GIVEN RECORDS:
┏━━

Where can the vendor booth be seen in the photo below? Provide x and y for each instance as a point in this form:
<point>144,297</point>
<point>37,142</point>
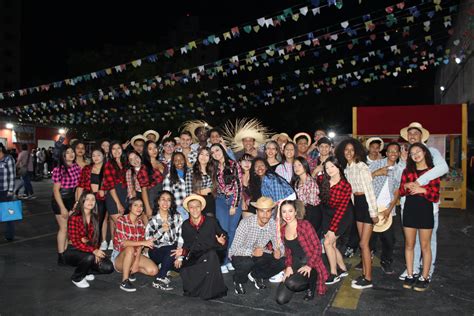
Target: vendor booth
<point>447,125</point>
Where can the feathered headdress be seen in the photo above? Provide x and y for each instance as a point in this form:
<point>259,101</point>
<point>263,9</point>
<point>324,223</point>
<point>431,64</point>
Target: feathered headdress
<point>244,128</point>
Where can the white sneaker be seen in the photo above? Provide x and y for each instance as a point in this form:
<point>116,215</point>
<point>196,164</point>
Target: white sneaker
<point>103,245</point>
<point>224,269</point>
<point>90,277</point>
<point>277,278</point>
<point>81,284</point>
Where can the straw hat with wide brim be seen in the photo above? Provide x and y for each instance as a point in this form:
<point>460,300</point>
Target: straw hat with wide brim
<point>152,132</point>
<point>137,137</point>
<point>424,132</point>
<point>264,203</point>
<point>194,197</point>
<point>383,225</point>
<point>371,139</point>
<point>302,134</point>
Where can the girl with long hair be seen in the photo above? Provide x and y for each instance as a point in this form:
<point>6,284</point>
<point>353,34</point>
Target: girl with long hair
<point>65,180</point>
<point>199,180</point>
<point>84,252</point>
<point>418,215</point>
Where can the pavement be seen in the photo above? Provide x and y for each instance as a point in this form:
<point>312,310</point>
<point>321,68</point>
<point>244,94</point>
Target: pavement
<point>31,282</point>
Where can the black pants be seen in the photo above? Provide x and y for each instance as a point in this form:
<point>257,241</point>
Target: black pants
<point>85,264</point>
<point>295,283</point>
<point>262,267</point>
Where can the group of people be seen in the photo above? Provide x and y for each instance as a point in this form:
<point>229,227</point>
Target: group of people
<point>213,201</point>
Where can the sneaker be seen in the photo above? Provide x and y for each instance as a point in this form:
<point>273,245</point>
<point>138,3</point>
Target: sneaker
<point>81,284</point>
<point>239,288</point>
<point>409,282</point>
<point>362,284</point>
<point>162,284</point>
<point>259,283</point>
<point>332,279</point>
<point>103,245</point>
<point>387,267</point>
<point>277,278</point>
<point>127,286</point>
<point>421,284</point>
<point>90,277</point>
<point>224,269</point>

┗━━

WORK TASK: Send back an exact copy of only the lines from the line with "Where can the straw" up to and including the line with "<point>353,34</point>" in the data above.

TASK SOLUTION:
Where can the straw hat with wide brim be seen in the photo above? Provide x and y for each instance as a point in this form:
<point>460,300</point>
Target: straw hat with wide brim
<point>152,132</point>
<point>137,137</point>
<point>424,132</point>
<point>264,203</point>
<point>194,197</point>
<point>383,225</point>
<point>371,139</point>
<point>302,134</point>
Where can the girl with long hair be seen in the photo above? Provide x and y for each instance as a point in this form:
<point>6,284</point>
<point>353,34</point>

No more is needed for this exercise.